━━━ EXTRACT
Ashburton Doors – Terms and Conditions
1. Agreement
1.1. Acceptance by Ashburton Doors (“the Supplier”) to provide the products (“Goods”) or services (“Services”) specified in a purchase order issued by the customer (“the Customer”) establishes a binding agreement (“Agreement”) and is governed by these Terms and Conditions (“Terms”).
1.2. Any purchase order (verbal or written) or instruction to proceed with procuring, manufacturing, or delivering Goods or Services signifies the Customer’s acceptance of these Terms and confirms their financial solvency.
1.3. Any alternative or additional terms from the Customer are null and void unless explicitly accepted in writing by an authorised representative of the Supplier.
2. Specifications
The Supplier commits to delivering the Goods or Services promptly and in accordance with the Agreement, including any provided specifications.
3. Pricing
3.1. The Customer agrees to pay the price (“Price”) set by the Supplier’s prevailing rates or as outlined in any written quotation provided by the Supplier.
3.2. Any increases in costs related to delivery or supply between order placement and fulfilment will be borne by the Customer.
3.3. The Supplier reserves the right to adjust quoted prices and will notify the Customer in writing of any changes.
3.4. Price quotations are based on current labour, material, and regulatory costs. Any variations in these costs will be added to the Customer’s Price.
3.5. The Supplier may charge additional fees for delays caused by the Customer, including failure to meet obligations under the Agreement.
4. Taxes and GST
4.1. Prices exclude GST unless stated otherwise. The Customer must pay applicable GST, provided the Supplier issues a tax invoice.
━━━━━━
WHAT IS ASKED
- A) In the terms and conditions, who pays for increases in delivery or supply costs that arise between order placement and fulfilment?
- B) From the terms and conditions, return the passage word for word, beginning at the words "2. Specifications" and stopping after "any provided specifications.".
━━━ DATASET ENTRIES
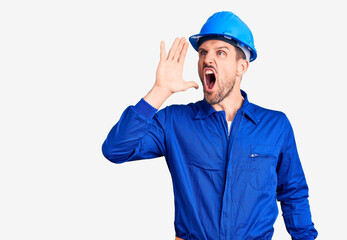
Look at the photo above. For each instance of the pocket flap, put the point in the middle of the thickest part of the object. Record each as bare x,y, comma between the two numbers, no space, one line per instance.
260,150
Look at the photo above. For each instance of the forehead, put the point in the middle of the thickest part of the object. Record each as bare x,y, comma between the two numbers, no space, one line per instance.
216,44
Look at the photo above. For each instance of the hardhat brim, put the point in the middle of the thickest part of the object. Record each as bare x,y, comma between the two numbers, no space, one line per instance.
195,38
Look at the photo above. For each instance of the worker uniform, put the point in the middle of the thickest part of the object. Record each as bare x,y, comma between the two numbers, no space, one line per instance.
225,185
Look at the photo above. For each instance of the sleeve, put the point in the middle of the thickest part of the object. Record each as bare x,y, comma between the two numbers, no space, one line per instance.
139,134
292,190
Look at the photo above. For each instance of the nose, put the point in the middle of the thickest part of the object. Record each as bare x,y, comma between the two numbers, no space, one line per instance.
208,60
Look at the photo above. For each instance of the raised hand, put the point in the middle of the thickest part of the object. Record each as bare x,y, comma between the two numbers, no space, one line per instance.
170,68
169,73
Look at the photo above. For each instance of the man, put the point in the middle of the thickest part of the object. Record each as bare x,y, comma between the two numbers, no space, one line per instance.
229,159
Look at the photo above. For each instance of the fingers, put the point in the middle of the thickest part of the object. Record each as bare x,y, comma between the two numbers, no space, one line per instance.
162,51
178,48
183,54
173,49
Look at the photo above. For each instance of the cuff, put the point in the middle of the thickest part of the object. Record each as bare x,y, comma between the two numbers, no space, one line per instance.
144,108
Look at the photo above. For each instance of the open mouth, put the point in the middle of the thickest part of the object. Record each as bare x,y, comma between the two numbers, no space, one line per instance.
210,78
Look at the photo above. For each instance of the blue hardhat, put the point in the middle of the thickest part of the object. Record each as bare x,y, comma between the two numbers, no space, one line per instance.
229,26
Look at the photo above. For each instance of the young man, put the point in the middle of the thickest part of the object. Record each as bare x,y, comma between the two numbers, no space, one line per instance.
229,159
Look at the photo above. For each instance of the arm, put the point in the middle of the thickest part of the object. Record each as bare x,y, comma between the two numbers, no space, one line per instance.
292,190
139,134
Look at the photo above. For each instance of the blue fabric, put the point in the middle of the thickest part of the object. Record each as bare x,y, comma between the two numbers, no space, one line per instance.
225,187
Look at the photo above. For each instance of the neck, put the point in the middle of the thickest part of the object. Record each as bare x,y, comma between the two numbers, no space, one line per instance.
230,104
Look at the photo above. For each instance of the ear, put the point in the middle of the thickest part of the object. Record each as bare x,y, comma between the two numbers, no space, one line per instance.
242,67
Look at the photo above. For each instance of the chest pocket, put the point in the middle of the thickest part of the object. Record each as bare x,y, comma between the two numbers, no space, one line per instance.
262,163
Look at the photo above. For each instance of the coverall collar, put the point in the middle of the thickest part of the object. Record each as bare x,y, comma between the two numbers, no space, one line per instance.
205,109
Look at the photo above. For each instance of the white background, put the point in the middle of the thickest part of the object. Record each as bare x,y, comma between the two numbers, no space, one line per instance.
68,69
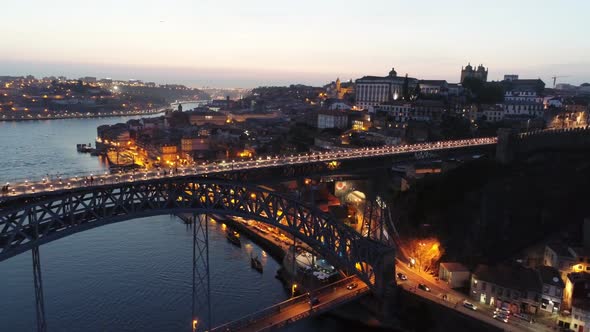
━━━━━━
RESULTS
- A) The Customer.

- B)
2. Specifications
The Supplier commits to delivering the Goods or Services promptly and in accordance with the Agreement, including any provided specifications.